----- The records -----

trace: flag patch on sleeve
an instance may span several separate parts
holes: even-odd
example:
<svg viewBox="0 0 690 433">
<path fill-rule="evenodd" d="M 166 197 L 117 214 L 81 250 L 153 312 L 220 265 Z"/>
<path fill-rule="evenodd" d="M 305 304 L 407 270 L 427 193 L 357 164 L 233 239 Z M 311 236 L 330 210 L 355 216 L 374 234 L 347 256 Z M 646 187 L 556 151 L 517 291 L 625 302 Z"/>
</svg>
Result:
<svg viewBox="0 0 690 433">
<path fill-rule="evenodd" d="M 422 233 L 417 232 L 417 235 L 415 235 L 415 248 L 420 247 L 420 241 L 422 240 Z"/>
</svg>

-----

### Goal
Present every line of the entries above as a numbered list, omitting any blank lines.

### Expected answer
1. trace: flag patch on sleeve
2. an instance may span several separate parts
3. holes: even-odd
4. example:
5. <svg viewBox="0 0 690 433">
6. <path fill-rule="evenodd" d="M 166 197 L 117 214 L 81 250 L 153 312 L 220 265 Z"/>
7. <path fill-rule="evenodd" d="M 305 304 L 407 270 L 427 193 L 357 164 L 233 239 Z M 311 236 L 330 210 L 355 216 L 374 234 L 347 256 Z M 646 187 L 556 151 L 517 291 L 625 302 Z"/>
8. </svg>
9. Result:
10. <svg viewBox="0 0 690 433">
11. <path fill-rule="evenodd" d="M 422 233 L 417 232 L 417 235 L 415 235 L 415 248 L 420 247 L 420 241 L 422 240 Z"/>
12. </svg>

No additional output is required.